Stored items from a collection ->
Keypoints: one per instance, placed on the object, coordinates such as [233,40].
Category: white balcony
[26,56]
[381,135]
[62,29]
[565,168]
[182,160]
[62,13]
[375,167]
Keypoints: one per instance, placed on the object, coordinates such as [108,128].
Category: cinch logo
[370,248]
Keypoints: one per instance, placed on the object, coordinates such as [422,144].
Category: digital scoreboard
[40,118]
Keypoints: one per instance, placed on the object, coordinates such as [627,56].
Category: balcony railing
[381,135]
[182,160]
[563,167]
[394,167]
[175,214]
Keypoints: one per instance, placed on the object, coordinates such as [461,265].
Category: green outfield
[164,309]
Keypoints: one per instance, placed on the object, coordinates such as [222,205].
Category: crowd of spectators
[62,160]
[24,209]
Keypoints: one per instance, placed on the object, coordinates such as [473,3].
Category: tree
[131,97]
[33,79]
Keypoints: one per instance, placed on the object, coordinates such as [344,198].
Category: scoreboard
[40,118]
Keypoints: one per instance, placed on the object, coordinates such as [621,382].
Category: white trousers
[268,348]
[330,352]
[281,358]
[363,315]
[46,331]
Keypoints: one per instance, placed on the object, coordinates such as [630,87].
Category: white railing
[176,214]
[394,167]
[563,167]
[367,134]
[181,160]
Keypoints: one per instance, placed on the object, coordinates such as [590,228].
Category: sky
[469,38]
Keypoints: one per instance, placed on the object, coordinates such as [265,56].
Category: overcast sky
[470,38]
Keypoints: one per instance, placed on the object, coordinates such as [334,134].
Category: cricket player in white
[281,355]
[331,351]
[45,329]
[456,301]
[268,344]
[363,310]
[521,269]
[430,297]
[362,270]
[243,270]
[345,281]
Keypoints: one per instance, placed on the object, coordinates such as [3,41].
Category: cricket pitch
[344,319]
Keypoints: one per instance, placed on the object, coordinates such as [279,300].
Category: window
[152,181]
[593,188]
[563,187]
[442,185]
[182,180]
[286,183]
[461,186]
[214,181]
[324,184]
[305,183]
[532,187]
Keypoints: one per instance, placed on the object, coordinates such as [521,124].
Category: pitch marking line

Aim -> Update all of the rows above, changing every "railing" to "handrail" and leaving the rest untouched.

Reply to the exercise ->
Keypoints: one per instance, placed on the object, coordinates such as [233,40].
Category: white balcony
[26,56]
[381,135]
[62,29]
[565,168]
[182,160]
[62,13]
[375,167]
Keypoints: one per instance, placed on the object, coordinates such as [108,128].
Category: cinch logo
[370,248]
Keypoints: one per instance, placed on the object, coordinates such as [422,144].
Category: digital scoreboard
[40,118]
Keypoints: one per instance, placed on the object, coordinates such as [627,56].
Category: balcony handrail
[381,135]
[182,160]
[563,167]
[394,167]
[175,214]
Keypoints: one per instance, placed on the object, coordinates such as [461,265].
Category: green outfield
[164,309]
Keypoints: one per instance, placed on the object, coordinates such as [222,205].
Category: crowd of spectators
[62,160]
[24,209]
Keypoints: one per instance, placed on the object, coordinates such as [473,3].
Category: tree
[131,97]
[33,79]
Keypoints: one per instance, placed on the object, coordinates such as [344,198].
Category: scoreboard
[40,118]
Keypoints: one per instance, placed on the object, coordinates such as [621,382].
Category: white trousers
[268,348]
[330,352]
[281,358]
[363,315]
[46,331]
Keypoints: one per instance, placed on the object, coordinates such as [630,87].
Category: white handrail
[176,214]
[394,167]
[563,167]
[367,134]
[181,160]
Keypoints: one per instance, placed on the object, coordinates such as [590,228].
Category: sky
[469,38]
Keypoints: one per instance, placed on the object, coordinates such as [265,56].
Category: overcast sky
[470,38]
Keypoints: one per instance, placed on the object, coordinates such as [334,134].
Category: cricket player in white
[281,355]
[331,351]
[45,329]
[456,301]
[268,344]
[363,310]
[521,269]
[430,297]
[362,270]
[243,270]
[345,281]
Keypoints: one per instance, placed on the object, coordinates such as [3,41].
Category: cricket pitch
[344,319]
Keypoints: one per instance, placed on the object, coordinates such as [279,300].
Category: window
[152,181]
[593,188]
[563,187]
[442,185]
[182,180]
[286,183]
[461,186]
[214,181]
[324,184]
[305,183]
[532,187]
Keypoints: one per instance, placed on the object, coordinates such as [521,124].
Category: pitch marking line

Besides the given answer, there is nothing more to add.